[Your objective] Please pick up the CIFAR10 MLP notebook below right after its last line and write the part that comes next.

# CIFAR10 MLP 2

Due to the unsatisfied performance of the previous MLP model (0.5192 val_accuracy), let's try another MLP network model with lesser number of layers but also with more number of neurons per layer.

## Imports

In [5]:
import numpy as np
import pandas as pd
import matplotlib.pyplot as plt
%matplotlib inline
import tensorflow as tf
from tensorflow import keras
from sklearn.model_selection import train_test_split
from sklearn.preprocessing import StandardScaler
import joblib
from mltoolkit.neural_networks import make_mlp
from mltoolkit.utils import dump_keras_model,dump_arrays,dump_sklearn_model,\
                            get_tf_logdir

In [124]:
def make_mlp(input_X,output_y,hidden_layers,neurons,
             flatten=False,
             hid_activation='relu',
             hid_initializer='glorot_uniform',
             hid_regularizer=None,
             out_activation=None,
             batch_norm=False,
             dropout=False,
             dropout_rate=0.2):
    '''
    Create a Sequential MLP model. All hidden layers will have the same
    number of neurons, activation function, initializer and regularizer.

    Parameters:
    ----------
    input_X: nd-array
        The input dataset X. Used to determine the shape of the input dataset.
    output_y: 1d-array
        The output dataset y. Used to determine the type and number of neurons
        for the output layer.

[Source excerpt]
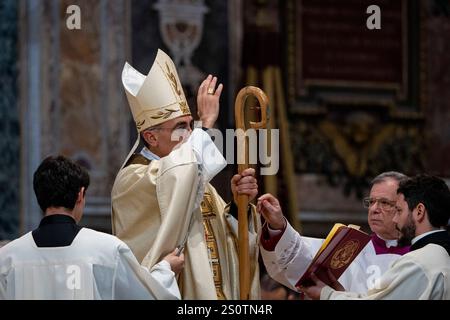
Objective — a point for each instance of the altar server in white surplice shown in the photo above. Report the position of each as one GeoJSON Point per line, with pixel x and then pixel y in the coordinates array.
{"type": "Point", "coordinates": [61, 260]}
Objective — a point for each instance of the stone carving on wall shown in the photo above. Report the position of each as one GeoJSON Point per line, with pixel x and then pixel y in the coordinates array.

[Exercise response]
    hidden_layers: int
        The number of hidden layers for the model.
    neurons: int
        The number of neurons for each hidden layer in the model.
    flatten: bool, Default: False
        Whether to flatten the input dataset X. If input_X is already
        flatten, this should be False.
    hid_activation: str, Default: 'relu
        Activation function used for all the hidden layers.
    hid_initializer: str, Default: 'glorot_uniform'
        Initializer used for all the hidden layers.
    hid_regularizer: str, Default: None
        Regularizer used for all the hidden layers.
    out_activation: str, Default: None
        Activation function used for the output layer.
        For regression model, this should be leave as None.
        For classification model, this should be passed with the relevant
        activation function e.g. 'softmax'.
    batch_norm: bool, Default: False
        Whether to include layers of batch normalization for each hidden layer.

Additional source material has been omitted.